_EXERCISE GOAL_
In your answer, print every record exactly as it is written.

___ DATA FOR THE TASK

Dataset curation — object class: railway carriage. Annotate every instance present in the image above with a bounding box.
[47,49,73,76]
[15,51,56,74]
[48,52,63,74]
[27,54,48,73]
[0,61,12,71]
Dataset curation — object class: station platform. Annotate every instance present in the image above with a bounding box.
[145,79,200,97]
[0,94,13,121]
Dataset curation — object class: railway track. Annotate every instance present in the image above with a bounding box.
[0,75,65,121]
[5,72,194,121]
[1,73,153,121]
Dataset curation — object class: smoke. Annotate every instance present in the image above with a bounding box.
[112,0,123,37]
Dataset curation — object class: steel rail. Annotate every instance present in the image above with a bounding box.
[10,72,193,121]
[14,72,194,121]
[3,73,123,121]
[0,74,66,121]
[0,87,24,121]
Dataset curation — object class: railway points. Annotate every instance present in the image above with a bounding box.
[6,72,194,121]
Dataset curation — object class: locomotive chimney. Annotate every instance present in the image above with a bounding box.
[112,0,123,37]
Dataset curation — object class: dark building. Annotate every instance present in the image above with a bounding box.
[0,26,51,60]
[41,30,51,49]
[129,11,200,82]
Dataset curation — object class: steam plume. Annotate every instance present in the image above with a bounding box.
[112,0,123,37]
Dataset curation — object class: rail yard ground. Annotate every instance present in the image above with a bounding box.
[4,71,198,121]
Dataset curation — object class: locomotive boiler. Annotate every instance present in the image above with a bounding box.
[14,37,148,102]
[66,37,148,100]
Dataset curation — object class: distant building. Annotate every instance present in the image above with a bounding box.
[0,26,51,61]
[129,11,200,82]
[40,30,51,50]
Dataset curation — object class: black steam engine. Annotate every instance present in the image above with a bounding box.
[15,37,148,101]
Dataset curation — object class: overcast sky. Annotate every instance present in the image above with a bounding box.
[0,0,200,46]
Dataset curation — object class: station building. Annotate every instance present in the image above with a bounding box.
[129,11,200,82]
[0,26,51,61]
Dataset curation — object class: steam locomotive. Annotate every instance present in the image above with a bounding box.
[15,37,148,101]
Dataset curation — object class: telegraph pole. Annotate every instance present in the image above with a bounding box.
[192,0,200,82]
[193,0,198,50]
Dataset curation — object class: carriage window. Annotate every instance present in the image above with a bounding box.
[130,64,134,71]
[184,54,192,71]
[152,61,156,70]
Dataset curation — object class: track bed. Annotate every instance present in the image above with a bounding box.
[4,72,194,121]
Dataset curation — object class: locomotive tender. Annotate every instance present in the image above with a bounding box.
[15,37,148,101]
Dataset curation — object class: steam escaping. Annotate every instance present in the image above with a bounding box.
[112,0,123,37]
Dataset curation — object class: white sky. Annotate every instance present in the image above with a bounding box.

______

_YOUR RESPONSE_
Dataset curation — object class: railway carriage. Annotate every instance present in the image above with a bounding box.
[47,49,73,76]
[15,51,56,74]
[48,52,63,74]
[27,54,48,73]
[0,61,12,71]
Dataset curation — object class: station platform. Annotate every instance present in the image above with a bounding box.
[145,79,200,97]
[0,94,13,121]
Dataset curation — object class: railway track. Annotate every instance present in the image above with a bounding box.
[0,75,65,121]
[5,72,194,121]
[1,73,153,121]
Dataset curation — object class: smoke. Annotate every instance present in the image above with a bounding box.
[112,0,123,37]
Dataset curation — object class: steel rail. Annotate every instance present in the image above with a bounding box.
[10,72,193,121]
[14,72,194,121]
[3,73,123,121]
[0,74,66,121]
[0,87,24,121]
Dataset curation — object class: railway points. Annotate every instance present in the image above with a bounding box.
[6,72,194,121]
Dataset curation — object class: locomotive chimney. Annotate every instance present in the image above with a bounding box.
[112,0,123,37]
Dataset curation — object class: dark building. Annotate every instance present in the image above with a bounding box.
[0,26,51,60]
[41,30,51,49]
[129,11,200,82]
Dataset curation — object class: steam plume. Annotate every instance present in the image above with a bounding box.
[112,0,123,37]
Dataset curation — object class: rail yard ground. Annotate every instance present in the image above with a bounding box.
[4,71,198,121]
Dataset curation — object class: locomotive boiler. Annotate every instance present in the image above with a bounding box.
[14,37,148,102]
[66,37,148,100]
Dataset curation — object class: distant building. Annotate every instance present in the image above with a bounding box.
[0,26,51,61]
[129,11,200,82]
[40,30,51,50]
Dataset curation — object class: black steam engine. Annotate every instance present in the image above with a bounding box.
[15,37,148,101]
Dataset curation — object class: overcast sky. Annotate every instance present in the image above with a bounding box.
[0,0,200,46]
Dataset curation — object class: station building. Annotate every instance present in the image above with a bounding box.
[129,11,200,82]
[0,26,51,61]
Dataset curation — object class: steam locomotive. Annotate every instance present in the image above with a bounding box.
[15,37,148,101]
Dataset curation — object class: telegraph pole. Annotate every instance present in the image above with a bounding box.
[192,0,200,82]
[193,0,198,50]
Dataset curation — object class: carriage window. Annotate every instance present in the image above with a bounding box.
[130,64,134,71]
[184,54,192,71]
[152,61,156,70]
Dataset curation — object class: track bed. Annotate every instance present in the image above with a bounding box.
[4,72,194,121]
Dataset curation — object class: locomotive tender. Annotate every instance present in the image above with a bounding box.
[15,37,148,101]
Dataset curation — object class: steam escaping. Annotate every instance present in the image above with a bounding box.
[112,0,123,37]
Dataset curation — object class: white sky. Annotate every instance present in the image above with a bounding box.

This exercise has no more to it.